Put every line of the material below, from the one containing "outline <item>smooth sand" down to the one containing "M 103 90 L 35", into a JSON list of strings, one string per line, with blank lines and the pictures left out.
┄┄┄┄┄┄┄┄┄┄
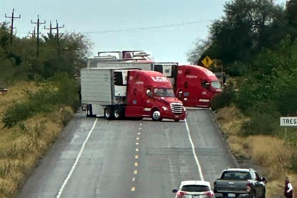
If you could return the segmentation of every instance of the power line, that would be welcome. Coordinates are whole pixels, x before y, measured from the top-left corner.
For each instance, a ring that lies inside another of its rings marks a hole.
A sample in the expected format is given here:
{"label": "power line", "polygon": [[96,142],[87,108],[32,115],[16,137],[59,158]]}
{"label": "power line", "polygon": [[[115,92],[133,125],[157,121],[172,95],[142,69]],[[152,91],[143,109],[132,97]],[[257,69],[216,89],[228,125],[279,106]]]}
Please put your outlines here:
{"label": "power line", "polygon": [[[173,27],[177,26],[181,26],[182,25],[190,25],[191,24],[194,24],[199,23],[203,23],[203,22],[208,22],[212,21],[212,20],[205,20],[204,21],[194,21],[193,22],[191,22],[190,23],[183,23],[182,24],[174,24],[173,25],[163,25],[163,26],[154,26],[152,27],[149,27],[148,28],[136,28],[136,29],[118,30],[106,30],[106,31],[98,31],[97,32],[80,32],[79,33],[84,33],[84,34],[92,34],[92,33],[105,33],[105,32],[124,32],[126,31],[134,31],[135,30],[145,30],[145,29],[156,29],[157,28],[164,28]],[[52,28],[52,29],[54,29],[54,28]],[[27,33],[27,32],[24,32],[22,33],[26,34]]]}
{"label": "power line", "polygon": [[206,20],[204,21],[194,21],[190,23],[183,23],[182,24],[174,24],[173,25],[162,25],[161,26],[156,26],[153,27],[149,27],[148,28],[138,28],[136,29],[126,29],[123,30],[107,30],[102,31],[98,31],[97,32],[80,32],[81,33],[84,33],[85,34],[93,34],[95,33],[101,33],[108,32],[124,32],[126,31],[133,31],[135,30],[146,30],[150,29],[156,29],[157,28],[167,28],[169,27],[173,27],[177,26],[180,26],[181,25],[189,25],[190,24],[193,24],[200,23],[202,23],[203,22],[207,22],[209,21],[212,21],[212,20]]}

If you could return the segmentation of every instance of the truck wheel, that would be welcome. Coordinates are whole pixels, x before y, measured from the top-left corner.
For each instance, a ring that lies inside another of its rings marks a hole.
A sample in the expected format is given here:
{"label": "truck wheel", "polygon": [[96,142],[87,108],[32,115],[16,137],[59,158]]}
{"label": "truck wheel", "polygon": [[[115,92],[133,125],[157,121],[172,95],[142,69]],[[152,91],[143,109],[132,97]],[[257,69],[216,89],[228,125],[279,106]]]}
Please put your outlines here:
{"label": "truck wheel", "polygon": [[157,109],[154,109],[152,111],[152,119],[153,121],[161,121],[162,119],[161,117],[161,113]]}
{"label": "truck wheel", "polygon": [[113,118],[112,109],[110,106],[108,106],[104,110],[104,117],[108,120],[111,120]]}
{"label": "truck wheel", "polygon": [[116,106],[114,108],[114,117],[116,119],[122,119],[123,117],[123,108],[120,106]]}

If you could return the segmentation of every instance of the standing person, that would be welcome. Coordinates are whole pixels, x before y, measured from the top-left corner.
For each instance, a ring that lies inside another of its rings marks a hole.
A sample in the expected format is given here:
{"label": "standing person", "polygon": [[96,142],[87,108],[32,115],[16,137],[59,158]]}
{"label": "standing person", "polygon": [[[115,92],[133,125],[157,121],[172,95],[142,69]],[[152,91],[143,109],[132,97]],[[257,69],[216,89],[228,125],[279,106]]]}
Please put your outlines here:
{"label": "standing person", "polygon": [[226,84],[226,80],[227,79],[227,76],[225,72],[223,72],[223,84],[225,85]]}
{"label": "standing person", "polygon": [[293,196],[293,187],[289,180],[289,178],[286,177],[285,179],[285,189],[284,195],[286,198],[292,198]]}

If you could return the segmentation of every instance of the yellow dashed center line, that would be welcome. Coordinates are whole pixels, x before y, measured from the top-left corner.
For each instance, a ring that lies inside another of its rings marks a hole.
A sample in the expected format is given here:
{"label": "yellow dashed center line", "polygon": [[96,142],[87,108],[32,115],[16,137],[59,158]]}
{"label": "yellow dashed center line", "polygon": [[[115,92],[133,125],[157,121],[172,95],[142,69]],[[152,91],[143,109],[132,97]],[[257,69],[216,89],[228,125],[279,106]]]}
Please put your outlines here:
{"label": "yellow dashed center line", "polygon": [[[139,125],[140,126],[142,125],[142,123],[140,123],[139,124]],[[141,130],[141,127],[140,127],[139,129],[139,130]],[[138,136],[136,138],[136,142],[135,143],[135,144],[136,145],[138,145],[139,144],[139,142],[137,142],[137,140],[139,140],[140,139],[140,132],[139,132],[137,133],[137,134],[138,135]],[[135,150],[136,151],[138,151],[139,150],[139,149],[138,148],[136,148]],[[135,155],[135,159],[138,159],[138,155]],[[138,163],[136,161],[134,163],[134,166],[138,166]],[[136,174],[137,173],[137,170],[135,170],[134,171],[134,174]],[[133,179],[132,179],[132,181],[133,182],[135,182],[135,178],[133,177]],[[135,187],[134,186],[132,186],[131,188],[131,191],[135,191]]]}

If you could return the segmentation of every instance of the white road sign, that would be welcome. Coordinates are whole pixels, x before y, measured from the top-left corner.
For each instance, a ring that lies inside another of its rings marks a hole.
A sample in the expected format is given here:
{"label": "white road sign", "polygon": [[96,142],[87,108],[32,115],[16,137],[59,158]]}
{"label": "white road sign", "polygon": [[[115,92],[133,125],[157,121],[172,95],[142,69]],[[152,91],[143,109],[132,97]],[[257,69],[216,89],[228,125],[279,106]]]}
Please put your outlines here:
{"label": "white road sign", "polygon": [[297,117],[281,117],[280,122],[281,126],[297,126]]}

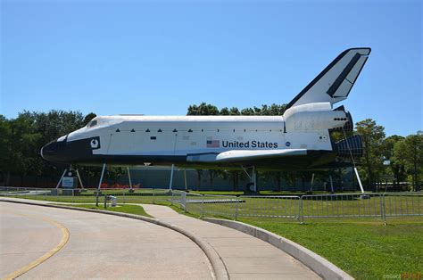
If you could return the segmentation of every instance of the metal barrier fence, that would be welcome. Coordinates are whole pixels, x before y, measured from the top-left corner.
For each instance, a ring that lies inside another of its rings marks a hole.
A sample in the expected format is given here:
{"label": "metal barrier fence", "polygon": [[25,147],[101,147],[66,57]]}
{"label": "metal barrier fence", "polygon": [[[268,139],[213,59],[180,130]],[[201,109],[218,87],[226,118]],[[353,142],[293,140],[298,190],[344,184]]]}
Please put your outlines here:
┄┄┄┄┄┄┄┄┄┄
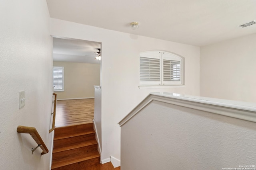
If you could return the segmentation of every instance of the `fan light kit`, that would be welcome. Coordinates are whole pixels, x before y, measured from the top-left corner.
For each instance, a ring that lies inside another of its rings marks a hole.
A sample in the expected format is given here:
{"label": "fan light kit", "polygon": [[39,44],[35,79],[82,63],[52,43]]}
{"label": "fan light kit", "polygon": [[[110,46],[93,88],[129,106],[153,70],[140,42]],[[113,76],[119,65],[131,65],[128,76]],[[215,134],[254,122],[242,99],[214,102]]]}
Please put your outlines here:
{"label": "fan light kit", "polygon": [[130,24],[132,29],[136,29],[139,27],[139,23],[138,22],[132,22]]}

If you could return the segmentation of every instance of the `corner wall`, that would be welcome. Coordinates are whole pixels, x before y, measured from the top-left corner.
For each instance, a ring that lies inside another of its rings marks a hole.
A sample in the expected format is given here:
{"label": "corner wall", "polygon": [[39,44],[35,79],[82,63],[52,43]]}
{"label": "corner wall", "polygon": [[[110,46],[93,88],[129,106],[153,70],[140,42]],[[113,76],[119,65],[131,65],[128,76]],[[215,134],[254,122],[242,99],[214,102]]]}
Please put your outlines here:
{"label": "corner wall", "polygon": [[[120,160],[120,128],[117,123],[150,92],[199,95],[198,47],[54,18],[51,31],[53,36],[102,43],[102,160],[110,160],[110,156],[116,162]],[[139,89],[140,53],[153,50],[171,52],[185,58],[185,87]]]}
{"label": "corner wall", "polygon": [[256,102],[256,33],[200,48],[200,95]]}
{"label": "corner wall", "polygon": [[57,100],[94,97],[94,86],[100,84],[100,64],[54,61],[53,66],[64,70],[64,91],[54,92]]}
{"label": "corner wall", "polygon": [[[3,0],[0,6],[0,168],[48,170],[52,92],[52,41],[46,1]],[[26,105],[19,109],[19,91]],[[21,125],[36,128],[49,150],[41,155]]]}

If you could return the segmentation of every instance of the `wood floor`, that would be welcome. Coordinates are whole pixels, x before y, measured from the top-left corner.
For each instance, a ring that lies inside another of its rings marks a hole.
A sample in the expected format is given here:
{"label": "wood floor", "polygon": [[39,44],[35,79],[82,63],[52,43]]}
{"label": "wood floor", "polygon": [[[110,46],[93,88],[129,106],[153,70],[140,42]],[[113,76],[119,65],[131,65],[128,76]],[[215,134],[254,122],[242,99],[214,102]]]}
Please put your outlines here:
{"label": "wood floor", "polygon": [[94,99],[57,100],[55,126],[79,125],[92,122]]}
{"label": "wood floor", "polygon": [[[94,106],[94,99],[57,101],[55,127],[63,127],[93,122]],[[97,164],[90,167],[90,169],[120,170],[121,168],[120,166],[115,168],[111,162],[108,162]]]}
┄┄┄┄┄┄┄┄┄┄
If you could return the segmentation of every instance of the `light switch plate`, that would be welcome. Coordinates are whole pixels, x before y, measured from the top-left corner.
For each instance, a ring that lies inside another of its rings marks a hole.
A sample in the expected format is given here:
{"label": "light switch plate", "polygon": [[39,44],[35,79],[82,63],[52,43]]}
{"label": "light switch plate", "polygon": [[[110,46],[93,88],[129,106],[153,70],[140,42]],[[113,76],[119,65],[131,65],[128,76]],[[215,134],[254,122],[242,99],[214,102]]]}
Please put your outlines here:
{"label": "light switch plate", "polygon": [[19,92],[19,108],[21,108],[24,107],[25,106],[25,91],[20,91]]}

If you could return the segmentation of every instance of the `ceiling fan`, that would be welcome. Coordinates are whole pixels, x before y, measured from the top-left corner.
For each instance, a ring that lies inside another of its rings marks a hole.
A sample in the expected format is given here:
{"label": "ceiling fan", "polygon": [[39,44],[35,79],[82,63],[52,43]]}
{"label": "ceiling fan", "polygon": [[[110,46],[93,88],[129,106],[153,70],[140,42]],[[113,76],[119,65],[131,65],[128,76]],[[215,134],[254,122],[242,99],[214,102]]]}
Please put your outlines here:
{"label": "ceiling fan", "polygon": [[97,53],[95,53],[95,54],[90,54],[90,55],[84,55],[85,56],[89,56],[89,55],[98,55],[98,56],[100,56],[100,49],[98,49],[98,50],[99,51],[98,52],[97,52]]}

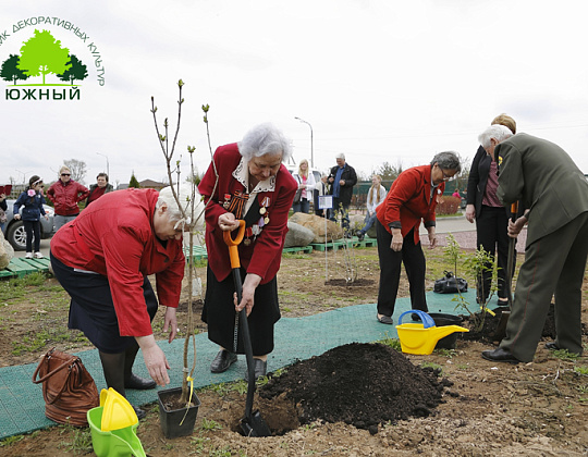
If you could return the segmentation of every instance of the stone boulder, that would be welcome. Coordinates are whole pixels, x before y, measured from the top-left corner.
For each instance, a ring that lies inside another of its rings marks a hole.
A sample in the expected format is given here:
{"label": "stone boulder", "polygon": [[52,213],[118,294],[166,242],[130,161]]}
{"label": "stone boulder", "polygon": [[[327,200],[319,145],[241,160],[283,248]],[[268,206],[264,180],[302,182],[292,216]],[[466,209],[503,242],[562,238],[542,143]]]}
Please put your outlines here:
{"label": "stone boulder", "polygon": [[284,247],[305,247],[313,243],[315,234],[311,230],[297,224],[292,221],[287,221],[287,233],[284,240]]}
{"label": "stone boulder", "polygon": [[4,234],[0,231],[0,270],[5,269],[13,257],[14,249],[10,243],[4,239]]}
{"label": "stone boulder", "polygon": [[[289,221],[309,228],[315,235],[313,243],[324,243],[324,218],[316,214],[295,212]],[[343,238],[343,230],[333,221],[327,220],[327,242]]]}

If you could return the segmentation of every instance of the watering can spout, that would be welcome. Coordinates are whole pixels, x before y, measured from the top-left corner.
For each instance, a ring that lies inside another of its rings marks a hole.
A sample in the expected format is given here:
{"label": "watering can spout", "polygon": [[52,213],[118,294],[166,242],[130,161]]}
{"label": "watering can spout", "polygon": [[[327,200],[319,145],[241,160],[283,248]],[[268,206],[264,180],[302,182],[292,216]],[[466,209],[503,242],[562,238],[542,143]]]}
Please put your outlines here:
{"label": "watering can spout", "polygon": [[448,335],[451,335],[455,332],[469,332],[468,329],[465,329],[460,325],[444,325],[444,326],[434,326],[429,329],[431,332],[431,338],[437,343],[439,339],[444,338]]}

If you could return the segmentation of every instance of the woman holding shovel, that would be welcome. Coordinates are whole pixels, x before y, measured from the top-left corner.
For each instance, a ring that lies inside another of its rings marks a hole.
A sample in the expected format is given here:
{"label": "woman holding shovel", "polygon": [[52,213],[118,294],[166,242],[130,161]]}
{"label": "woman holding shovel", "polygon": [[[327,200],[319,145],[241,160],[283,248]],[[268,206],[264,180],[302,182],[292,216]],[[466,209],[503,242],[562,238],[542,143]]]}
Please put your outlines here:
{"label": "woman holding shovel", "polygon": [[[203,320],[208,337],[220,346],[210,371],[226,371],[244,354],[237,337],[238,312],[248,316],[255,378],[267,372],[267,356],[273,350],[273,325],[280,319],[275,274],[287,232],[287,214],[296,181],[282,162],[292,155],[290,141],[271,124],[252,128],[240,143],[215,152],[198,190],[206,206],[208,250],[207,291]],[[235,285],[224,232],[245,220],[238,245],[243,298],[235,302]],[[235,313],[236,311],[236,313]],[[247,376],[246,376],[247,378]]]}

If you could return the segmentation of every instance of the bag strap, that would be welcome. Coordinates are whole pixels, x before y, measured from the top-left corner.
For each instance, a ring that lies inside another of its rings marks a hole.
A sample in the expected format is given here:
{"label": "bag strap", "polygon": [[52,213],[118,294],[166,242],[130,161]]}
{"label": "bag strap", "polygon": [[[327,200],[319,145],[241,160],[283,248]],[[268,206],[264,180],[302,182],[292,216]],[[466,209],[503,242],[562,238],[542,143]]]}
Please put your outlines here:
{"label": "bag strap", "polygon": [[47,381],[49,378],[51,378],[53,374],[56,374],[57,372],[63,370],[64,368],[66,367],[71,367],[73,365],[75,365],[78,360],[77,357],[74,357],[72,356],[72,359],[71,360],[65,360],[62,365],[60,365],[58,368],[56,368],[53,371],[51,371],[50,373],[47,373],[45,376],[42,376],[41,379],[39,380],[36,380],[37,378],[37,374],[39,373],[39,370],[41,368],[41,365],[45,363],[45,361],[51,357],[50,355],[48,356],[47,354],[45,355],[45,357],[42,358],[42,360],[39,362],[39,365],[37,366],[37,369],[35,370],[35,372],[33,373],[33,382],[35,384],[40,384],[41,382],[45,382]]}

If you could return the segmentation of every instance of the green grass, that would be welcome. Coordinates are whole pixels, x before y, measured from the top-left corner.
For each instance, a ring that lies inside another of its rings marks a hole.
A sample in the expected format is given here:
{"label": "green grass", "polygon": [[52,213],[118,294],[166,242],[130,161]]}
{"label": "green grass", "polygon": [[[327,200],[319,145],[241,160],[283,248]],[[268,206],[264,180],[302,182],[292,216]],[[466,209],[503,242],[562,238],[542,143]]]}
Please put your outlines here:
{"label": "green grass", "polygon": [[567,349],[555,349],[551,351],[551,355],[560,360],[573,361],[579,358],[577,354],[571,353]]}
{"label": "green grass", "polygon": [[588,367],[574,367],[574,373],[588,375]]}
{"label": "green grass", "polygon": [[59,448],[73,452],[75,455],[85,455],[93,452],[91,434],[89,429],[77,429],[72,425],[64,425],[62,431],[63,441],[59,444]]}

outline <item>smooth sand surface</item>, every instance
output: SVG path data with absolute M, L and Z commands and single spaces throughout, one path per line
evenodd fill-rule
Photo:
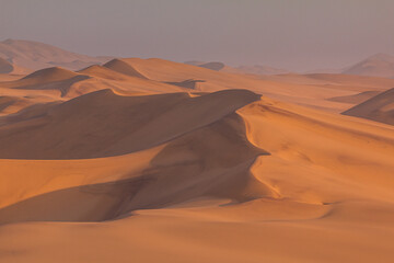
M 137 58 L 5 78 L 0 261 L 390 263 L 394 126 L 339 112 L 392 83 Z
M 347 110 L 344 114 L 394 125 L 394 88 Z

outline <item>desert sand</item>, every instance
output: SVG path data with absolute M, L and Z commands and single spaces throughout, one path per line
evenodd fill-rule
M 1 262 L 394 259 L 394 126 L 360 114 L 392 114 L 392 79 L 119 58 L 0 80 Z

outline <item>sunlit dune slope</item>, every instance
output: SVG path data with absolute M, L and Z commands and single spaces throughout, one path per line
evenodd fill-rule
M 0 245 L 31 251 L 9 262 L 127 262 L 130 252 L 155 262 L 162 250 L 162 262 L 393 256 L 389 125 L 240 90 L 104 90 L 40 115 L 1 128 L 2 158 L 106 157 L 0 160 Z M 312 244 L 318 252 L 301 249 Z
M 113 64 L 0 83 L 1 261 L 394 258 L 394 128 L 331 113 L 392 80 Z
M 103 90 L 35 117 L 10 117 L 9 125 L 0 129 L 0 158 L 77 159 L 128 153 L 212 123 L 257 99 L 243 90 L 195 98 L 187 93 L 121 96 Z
┄┄┄┄┄┄┄┄┄┄
__Finished answer__:
[
  "outline <item>smooth sand surface</item>, every instance",
  "output: SVG path data with absolute M, L and Z commands and single spaces throughout, one path per line",
  "evenodd fill-rule",
  "Photo:",
  "M 137 58 L 5 78 L 0 261 L 390 263 L 394 126 L 339 112 L 392 83 Z",
  "M 347 110 L 344 114 L 394 125 L 394 88 Z",
  "outline <item>desert sand</item>, every instance",
  "output: SVG path data with absolute M, L and Z commands and single spaces throughout, one path per line",
  "evenodd fill-rule",
  "M 1 262 L 394 259 L 394 126 L 360 114 L 392 114 L 392 79 L 119 58 L 0 80 Z",
  "outline <item>sunlit dune slope</item>, every instance",
  "output: SVG path data with absolute M, L and Z commands and single spaces throughout, one path per line",
  "evenodd fill-rule",
  "M 0 245 L 31 251 L 9 262 L 127 262 L 130 252 L 155 262 L 162 250 L 162 262 L 393 256 L 389 125 L 240 90 L 104 90 L 40 115 L 1 128 L 2 158 L 106 157 L 0 160 Z M 312 244 L 318 252 L 301 249 Z",
  "M 113 64 L 0 83 L 1 261 L 394 258 L 394 128 L 331 113 L 392 80 Z",
  "M 103 90 L 35 117 L 10 117 L 9 125 L 0 129 L 0 158 L 77 159 L 128 153 L 212 123 L 257 99 L 243 90 L 195 98 L 187 93 L 121 96 Z"
]